● **Assigned task 1**
In the passage about deep-ocean conservation, what is Yondelis said to be?
● **Assigned task 2**
Continue the passage about deep-ocean conservation from its final sentence.

● **Source text**
##########

There is a commercial case to be made for preservation. The deep ocean is a reservoir of biological diversity. This means that it is a great library of unknown and untested chemical compounds. The creatures of the deep ocean have some of the most extreme adaptations in the animal kingdom, and some of the enzymes and proteins they use to thrive in the deep have already been harnessed by big business. Among a number of products derived from undersea sources, Marlow lists “Fuelzyme, a patented enzyme that helps turn agricultural waste into biodiesel, collected from parts unspecified; and Yondelis, an anticancer drug made using the biomolecules of a type of Caribbean sea squirt”.
Whatever patents remain to be found in the deep ocean, it is the deep’s sheer remoteness that makes the best case for conservation. On a planet that has lost most of its great biomes, from the old-growth forests of Europe to the prairies of the Americas, the deep ocean stands out as one of the few environments that has not yet been ransacked by humankind. The zone, and other abyssal plains like it, are places of profound stillness and slowness, whose heartbeat is measured in the millions of years. The mind recoils at them being despoiled.
Of course, the deep ocean has never been truly cut off from the surface world. Entire communities of abyssal and hadal organisms depend on food from higher up in the water column. This usually arrives in the form of dead bodies. An entire coterie of scavengers has evolved to feast on the scattered corpses of fish and whales.

##########

● **Supplied material**
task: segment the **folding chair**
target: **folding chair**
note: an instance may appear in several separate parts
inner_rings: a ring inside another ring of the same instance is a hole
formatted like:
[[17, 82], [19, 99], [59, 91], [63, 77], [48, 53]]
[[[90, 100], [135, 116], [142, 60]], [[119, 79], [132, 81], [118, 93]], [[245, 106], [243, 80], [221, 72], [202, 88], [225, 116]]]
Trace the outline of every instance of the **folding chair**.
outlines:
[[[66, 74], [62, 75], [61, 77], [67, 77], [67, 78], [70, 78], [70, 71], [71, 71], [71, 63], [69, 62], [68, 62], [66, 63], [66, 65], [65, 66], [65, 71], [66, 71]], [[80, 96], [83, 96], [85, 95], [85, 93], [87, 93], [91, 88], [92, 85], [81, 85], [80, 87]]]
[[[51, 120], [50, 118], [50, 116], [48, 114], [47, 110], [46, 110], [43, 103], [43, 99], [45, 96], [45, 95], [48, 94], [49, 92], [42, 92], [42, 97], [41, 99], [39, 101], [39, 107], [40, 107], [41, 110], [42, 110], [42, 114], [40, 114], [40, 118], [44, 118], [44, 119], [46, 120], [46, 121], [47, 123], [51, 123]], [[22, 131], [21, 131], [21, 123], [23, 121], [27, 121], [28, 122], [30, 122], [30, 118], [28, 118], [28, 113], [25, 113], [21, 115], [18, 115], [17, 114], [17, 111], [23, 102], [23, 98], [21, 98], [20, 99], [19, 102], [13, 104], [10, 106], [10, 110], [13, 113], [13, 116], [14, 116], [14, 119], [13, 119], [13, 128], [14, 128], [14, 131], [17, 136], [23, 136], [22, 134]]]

##########

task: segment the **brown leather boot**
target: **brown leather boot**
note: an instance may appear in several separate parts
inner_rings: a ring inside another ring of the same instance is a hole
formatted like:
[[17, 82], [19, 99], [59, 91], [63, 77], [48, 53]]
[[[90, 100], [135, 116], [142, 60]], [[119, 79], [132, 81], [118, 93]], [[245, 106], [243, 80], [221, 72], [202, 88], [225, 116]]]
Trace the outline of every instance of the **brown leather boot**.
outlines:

##########

● **Written answer 1**
An anticancer drug made using the biomolecules of a type of Caribbean sea squirt.

● **Written answer 2**
These animals are joined by a host of even more specialised nutrient recyclers such as Osedax, the bone-eating snot flower worm, which gains its sustenance by drilling into whale bones to extract the bits of grease and marrow within. Recent genetic work suggests that these bone-worms may be even older than whales, and may have been drilling into bones when giant predatory lizards, the plesiosaurs and mosasaurs, ruled the seas. This means that these humble undersea worms evolved in a world of reptiles, outlasted their extinction, and made it through the entire age of mammals. Some day, a new community of animals may evolve that is able to process our refuse; maybe they too will outlive the age of humanity.
Each of the five major mass extinctions in Earth’s history were accompanied by a collapse of marine ecosystems, and each time they bounced back. They have been through asteroid impacts, showers of acid rain and periods of cold so profound the seas froze all the way to the equator. To the ocean, humans aren’t the end of history. We’re just another, potentially brief, period of strife.
In her moving memoir of grief and parenting after the sudden death of her husband, What Did the Deep Sea Say?, Marion Coutts remarks that “the sea operates in cosmic-historic time and those who live against its borders feel it first, but first or last, we all will feel it”. The oldest whales live to be over 200 years old. Greenland sharks, slow-moving, ghostlike predators of the deep ocean, live past 400. Off the coast of Hawaii, there are branches of cold-water corals that are more than 4,000 years old. In the middle of the South Pacific Gyre, under the seafloor, Japanese scientists found microbes that had been sleeping for the past 100m years.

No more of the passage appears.